**Required tasks:**
[a] Rewrite the passage of the letter about the Walsh animal seizure from "I’m appalled by" down to "saturated with urine.", swapping "animals" for "creatures".
[b] Summarize the letter about the Walsh animal seizure in two sentences.
[c] Answer these questions on the letter about the Walsh animal seizure:
(i) How many animals did Walsh keep indoors in her house?
(ii) What did the writer's rescue have in its ears?
(iii) Who at the shelter does the writer say did a great job?

**Text under study:**
_ _ _
I’m appalled by the article “Gone but not forgotten” (March 4) about Cindy Walsh. I was a volunteer when the animals were seized from her because of her cruelty and helped with their adoption. I also adopted one.
The conditions the animals were removed from were horrendous and caused lifelong damage. Walsh occupied a tiny house with more than 130 animals indoors. Dead dogs were stashed in a freezer. Workers entered wearing hazmat suits and respirators and still couldn’t breathe comfortably. Walls had to be replaced because they had been saturated with urine.
The Walsh dogs required treatment (some were beyond treatment) for rotting mouths, missing eyes (from fighting over food and infection), ear mites and flea infestation, skin ailments (one came in hairless, but the coat came back eventually), malnutrition, fur matted with feces, respiratory issues from breathing urine, and other untreated illnesses. My rescue had ears full of growths that caused perpetual infection and deafness. Many of the animals required surgery aside from spaying/neutering. The birds suffered severe emotional and health issues from deprivation; most were featherless.
Eric Anderson at the shelter did a great job. Owners are always charged for their impounded pets. Walsh was informed from the beginning of fees that would accrue. Do the DMV or IRS make concessions? Walsh exhausted the system, causing her prisoners to suffer longer. The severe overcrowding at the shelter caused other homeless animals to be euthanized.
_ _ _
**Material supplied:**
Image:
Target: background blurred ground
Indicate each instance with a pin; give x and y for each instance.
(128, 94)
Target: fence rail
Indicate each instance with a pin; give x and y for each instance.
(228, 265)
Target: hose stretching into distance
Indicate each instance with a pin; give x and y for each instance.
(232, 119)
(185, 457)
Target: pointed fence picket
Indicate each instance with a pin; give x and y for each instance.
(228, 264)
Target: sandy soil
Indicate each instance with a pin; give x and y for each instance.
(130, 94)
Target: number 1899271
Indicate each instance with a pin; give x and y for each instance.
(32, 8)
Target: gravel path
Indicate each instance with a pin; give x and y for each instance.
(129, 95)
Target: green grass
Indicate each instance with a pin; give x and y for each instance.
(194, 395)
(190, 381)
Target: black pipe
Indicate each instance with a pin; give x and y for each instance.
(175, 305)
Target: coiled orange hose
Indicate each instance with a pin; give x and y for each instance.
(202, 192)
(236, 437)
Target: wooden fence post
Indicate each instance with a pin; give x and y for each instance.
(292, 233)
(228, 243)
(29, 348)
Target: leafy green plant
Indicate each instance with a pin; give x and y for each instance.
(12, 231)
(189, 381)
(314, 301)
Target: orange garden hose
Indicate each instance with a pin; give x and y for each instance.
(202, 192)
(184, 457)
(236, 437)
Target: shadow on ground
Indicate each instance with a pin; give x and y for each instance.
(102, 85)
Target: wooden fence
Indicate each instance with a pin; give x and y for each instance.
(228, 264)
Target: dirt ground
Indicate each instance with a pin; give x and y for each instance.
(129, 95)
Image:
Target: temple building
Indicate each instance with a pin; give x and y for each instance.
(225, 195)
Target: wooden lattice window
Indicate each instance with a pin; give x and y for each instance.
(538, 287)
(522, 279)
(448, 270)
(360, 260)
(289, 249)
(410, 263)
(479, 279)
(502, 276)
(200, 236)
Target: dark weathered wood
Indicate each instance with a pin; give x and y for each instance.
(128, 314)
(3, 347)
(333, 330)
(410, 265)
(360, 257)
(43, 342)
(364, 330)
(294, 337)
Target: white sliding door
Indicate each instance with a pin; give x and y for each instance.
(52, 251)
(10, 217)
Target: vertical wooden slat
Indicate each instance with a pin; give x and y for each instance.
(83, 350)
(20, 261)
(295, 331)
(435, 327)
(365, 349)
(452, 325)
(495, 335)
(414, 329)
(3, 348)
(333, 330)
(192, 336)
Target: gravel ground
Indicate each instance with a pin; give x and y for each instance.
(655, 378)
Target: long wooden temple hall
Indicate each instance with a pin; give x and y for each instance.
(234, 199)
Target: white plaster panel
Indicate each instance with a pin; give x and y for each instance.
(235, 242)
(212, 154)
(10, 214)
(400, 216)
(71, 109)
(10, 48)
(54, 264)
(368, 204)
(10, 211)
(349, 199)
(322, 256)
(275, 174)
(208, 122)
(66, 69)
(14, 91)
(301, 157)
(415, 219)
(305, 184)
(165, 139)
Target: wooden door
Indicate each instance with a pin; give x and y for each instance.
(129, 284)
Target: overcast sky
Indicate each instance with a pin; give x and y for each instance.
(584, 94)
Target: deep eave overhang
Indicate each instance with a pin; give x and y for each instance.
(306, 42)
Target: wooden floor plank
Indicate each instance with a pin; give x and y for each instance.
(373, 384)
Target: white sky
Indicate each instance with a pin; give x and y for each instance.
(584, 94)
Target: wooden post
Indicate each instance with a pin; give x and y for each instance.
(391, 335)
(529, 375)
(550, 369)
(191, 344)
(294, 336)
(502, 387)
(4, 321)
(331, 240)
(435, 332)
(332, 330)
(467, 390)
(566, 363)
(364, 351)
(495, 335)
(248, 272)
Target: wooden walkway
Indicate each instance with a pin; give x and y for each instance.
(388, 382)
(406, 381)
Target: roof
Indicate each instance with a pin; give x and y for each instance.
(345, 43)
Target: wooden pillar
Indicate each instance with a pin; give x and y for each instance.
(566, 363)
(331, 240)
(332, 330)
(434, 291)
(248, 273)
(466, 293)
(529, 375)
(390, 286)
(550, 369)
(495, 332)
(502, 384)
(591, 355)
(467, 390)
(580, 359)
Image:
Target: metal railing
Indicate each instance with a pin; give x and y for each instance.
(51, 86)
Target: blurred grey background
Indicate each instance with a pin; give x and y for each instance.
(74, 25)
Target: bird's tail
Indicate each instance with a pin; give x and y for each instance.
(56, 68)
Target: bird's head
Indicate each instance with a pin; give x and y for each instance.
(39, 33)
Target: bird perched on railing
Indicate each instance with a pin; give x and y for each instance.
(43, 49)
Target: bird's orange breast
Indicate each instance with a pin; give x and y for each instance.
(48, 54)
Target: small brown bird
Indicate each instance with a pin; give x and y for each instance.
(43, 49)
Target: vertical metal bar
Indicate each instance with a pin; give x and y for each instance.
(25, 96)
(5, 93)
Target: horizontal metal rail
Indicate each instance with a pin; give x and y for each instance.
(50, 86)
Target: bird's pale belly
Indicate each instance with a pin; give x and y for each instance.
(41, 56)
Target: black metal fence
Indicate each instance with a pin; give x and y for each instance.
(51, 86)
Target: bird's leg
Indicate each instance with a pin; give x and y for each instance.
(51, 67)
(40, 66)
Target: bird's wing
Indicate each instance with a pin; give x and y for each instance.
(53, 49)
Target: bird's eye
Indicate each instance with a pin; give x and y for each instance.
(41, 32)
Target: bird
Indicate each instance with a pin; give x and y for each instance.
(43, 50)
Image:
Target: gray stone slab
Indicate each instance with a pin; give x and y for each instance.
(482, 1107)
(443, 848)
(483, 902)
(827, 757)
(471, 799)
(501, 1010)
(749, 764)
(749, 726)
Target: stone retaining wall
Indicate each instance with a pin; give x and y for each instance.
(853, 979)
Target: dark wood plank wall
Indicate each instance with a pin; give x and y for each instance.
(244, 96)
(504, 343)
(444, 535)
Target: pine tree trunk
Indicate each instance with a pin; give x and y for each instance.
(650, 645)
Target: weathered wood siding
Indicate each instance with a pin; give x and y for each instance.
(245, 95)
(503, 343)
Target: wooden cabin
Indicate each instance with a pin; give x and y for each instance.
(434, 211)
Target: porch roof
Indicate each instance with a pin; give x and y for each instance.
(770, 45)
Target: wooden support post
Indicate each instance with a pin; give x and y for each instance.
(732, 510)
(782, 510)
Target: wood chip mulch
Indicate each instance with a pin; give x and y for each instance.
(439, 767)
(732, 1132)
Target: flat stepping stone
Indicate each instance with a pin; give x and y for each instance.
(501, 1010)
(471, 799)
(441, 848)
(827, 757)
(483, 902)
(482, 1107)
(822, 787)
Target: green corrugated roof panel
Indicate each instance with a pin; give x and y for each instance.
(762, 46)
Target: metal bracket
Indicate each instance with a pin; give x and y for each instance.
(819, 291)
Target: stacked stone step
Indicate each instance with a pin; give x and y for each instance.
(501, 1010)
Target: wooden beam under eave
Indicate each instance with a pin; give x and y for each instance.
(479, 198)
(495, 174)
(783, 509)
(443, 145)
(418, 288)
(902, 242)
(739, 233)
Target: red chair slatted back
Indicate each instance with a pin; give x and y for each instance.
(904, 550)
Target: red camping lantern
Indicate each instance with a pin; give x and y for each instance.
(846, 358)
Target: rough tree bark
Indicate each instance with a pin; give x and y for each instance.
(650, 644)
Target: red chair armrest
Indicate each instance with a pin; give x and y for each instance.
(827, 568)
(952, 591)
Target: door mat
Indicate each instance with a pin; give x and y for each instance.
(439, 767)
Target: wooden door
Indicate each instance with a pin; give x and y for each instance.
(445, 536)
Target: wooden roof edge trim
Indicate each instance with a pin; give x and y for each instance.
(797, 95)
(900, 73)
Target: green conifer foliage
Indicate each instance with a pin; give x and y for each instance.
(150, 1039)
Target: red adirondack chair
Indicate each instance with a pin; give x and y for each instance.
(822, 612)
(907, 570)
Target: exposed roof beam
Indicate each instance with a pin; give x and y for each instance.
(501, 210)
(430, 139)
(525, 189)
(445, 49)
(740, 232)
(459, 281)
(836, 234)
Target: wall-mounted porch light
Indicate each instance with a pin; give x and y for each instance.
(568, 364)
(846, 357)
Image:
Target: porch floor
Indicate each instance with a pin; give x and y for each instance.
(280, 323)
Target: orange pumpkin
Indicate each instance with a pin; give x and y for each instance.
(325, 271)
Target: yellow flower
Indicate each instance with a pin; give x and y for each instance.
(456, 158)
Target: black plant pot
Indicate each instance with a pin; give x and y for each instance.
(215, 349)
_ _ _
**Answers below:**
[a]
I’m appalled by the article “Gone but not forgotten” (March 4) about Cindy Walsh. I was a volunteer when the creatures were seized from her because of her cruelty and helped with their adoption. I also adopted one.
The conditions the creatures were removed from were horrendous and caused lifelong damage. Walsh occupied a tiny house with more than 130 creatures indoors. Dead dogs were stashed in a freezer. Workers entered wearing hazmat suits and respirators and still couldn’t breathe comfortably. Walls had to be replaced because they had been saturated with urine.

[b] A volunteer who helped with the adoption of animals seized from Cindy Walsh objects to a March 4 article about her and describes a tiny house with more than 130 animals indoors, dead dogs in a freezer, and animals that needed treatment for many serious ailments. The writer praises Eric Anderson at the shelter, says Walsh was told from the beginning about fees that would accrue, and states that severe overcrowding at the shelter caused other homeless animals to be euthanized.

[c]
(i) More than 130.
(ii) Growths that caused perpetual infection and deafness.
(iii) Eric Anderson.